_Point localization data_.

== Segment start ==

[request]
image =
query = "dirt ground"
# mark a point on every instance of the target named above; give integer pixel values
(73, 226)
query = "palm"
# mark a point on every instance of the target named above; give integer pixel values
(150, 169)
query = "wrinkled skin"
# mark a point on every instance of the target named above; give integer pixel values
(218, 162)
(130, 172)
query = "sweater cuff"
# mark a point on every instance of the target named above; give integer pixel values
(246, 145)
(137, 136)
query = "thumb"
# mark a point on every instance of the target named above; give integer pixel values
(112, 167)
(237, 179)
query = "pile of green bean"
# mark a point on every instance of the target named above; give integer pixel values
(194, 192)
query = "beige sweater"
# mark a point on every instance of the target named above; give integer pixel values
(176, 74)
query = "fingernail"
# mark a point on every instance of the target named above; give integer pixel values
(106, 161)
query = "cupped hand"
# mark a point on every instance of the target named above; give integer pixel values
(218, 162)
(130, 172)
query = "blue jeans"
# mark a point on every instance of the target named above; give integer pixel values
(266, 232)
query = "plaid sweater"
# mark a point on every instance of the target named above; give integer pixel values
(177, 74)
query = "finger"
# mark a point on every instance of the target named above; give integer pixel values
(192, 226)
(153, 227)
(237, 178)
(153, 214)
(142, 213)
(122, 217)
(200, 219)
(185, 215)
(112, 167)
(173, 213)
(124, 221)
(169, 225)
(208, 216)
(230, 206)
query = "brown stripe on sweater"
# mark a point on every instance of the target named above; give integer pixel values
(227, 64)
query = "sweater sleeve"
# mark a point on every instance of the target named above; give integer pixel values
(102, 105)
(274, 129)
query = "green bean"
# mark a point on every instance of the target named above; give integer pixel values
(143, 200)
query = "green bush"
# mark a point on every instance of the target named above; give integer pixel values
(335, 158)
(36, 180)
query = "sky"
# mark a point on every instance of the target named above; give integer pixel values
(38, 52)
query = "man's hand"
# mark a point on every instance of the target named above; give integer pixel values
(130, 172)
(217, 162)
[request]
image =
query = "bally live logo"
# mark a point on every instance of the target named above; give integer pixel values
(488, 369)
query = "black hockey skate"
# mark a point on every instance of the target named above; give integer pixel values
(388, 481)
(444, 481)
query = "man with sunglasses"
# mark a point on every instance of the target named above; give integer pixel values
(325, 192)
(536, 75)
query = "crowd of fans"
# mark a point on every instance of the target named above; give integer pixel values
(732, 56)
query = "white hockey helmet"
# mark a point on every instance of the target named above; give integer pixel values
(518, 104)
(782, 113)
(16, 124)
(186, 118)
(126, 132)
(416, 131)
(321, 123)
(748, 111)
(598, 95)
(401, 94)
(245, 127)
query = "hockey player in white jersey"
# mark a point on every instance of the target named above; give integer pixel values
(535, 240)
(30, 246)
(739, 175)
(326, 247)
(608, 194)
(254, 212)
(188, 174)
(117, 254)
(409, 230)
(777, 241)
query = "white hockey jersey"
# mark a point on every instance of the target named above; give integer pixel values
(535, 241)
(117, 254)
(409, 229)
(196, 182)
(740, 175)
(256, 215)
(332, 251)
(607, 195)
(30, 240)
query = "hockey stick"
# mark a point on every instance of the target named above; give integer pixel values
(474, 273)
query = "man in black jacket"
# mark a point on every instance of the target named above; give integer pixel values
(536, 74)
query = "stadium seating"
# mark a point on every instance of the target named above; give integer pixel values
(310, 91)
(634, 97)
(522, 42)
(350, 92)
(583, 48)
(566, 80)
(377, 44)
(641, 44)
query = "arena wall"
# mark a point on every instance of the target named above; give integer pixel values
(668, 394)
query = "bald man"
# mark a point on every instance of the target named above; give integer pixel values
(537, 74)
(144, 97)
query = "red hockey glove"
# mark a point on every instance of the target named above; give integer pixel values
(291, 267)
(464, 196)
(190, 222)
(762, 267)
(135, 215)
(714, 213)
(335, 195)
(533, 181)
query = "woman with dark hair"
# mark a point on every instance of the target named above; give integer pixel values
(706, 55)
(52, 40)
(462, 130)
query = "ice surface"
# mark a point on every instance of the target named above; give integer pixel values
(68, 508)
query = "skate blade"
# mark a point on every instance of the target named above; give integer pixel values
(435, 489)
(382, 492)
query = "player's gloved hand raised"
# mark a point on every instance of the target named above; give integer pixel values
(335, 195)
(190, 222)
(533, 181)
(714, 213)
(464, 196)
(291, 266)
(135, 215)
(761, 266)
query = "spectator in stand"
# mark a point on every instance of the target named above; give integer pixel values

== Segment end ==

_WHAT IS EXPECTED_. Set the entries down again, unchanged and complete.

_REPLY TO THE TASK_.
[request]
image =
query = "dirt ground"
# mark a point on every instance of the target named above; give integer pixel values
(73, 226)
query = "palm"
# mark a point on every instance of the target named above; give integer pixel values
(150, 169)
query = "wrinkled skin"
# mark a point on every instance of the target named above; give integer pixel values
(218, 162)
(130, 172)
query = "sweater cuff"
# mark a point on every instance of the target named above; give integer pixel values
(246, 145)
(137, 136)
query = "thumb"
# mark a point on every instance of the target named above; give integer pixel values
(112, 167)
(237, 179)
query = "pile of green bean"
# mark a point on every instance of the target named above; give integer pixel values
(194, 192)
query = "beige sweater"
# mark a point on every instance of the target named above; give integer pixel values
(176, 74)
query = "fingernail"
# mark a point on every instance of the target named above; give integer pixel values
(106, 161)
query = "cupped hand"
# mark a point on every instance of the target named above; give integer pixel values
(218, 162)
(130, 172)
query = "blue jeans"
# mark a point on every instance of the target named above; give integer pixel values
(266, 232)
query = "plaid sweater"
# mark a point on every instance of the target named above; give integer pixel values
(177, 74)
query = "finger"
# mark a point on every instance of the target named above; give integer pixel values
(192, 226)
(153, 227)
(237, 178)
(153, 214)
(142, 213)
(122, 217)
(200, 219)
(185, 215)
(112, 167)
(173, 213)
(124, 221)
(169, 225)
(208, 216)
(230, 206)
query = "brown stripe on sweater"
# mark a point on every instance of the target named above; give integer pixel values
(227, 64)
query = "sweater sleeve"
# mark a point on every instance of the target named above; give integer pixel values
(102, 105)
(274, 129)
query = "green bean"
# mark a point on every instance of the target named above; give integer pixel values
(143, 200)
query = "green bush"
# mark a point on every instance of the target named above; give integer pixel values
(335, 158)
(36, 180)
query = "sky"
# mark a point on every instance of the target named above; give integer pixel values
(38, 52)
query = "man's hand"
# mark a point on every instance of the target named above; give integer pixel values
(130, 172)
(217, 162)
[request]
image =
query = "bally live logo"
# mark a point on every instance of the target named above; give integer pixel values
(488, 369)
query = "black hockey skate"
# mark a point on every instance of the target named above; give integer pixel values
(388, 481)
(444, 481)
query = "man with sunglasses"
# mark a point on every instance of the target named above; give integer pixel values
(325, 192)
(536, 75)
query = "crowd of fans"
# mark a point on every instance of the target named above; give integer pixel values
(732, 56)
query = "white hockey helmet"
# mark a point on every instance of the target named above; give integer pixel values
(518, 104)
(782, 113)
(16, 124)
(186, 118)
(126, 132)
(416, 131)
(321, 123)
(748, 111)
(598, 95)
(401, 94)
(245, 127)
query = "hockey player in white jersey"
# mark a point on every instance of the target named above; give integer pixel values
(535, 240)
(30, 246)
(739, 175)
(326, 247)
(608, 194)
(254, 212)
(188, 174)
(117, 254)
(409, 230)
(777, 241)
query = "white hockey jersey"
# mark a point on every instance of the target named above; give integer pixel values
(535, 241)
(117, 254)
(409, 229)
(196, 182)
(740, 175)
(256, 215)
(332, 251)
(607, 195)
(30, 240)
query = "hockey stick"
# mark a point on every instance of the target named above; give integer pixel values
(474, 273)
query = "man in black jacket"
# mark a point on every instance of the target named above; give integer pixel values
(536, 74)
query = "stadium seating"
# mark a point on every instance of the target named above; give integer pixel values
(310, 91)
(634, 97)
(522, 42)
(350, 92)
(583, 48)
(566, 80)
(377, 44)
(641, 44)
query = "arena wall"
# mark a point on every instance of the target named above; give integer pixel values
(668, 394)
query = "bald man"
# mark a point on every instance of the target named above; give integer pixel values
(537, 74)
(144, 97)
query = "red hockey glove"
# mark a point on every instance of the target named above; give integer pixel values
(291, 267)
(464, 196)
(190, 222)
(762, 267)
(135, 215)
(714, 213)
(335, 195)
(533, 181)
query = "woman with dark hair"
# mark a point on every instance of the target named above; give integer pixel values
(706, 55)
(52, 40)
(462, 130)
query = "ice surface"
# mark a point on every instance of the target named above; give integer pixel values
(68, 508)
query = "skate blade"
# mark a point on every instance of the target named above; give integer pixel values
(435, 489)
(382, 492)
query = "player's gloved hand raised"
# mark a point on every instance of the target named above; give integer pixel values
(335, 195)
(190, 222)
(533, 181)
(714, 213)
(464, 196)
(291, 266)
(135, 215)
(761, 266)
query = "spectator in stand"
# mark a point on every instance of the target named above; give integer pixel values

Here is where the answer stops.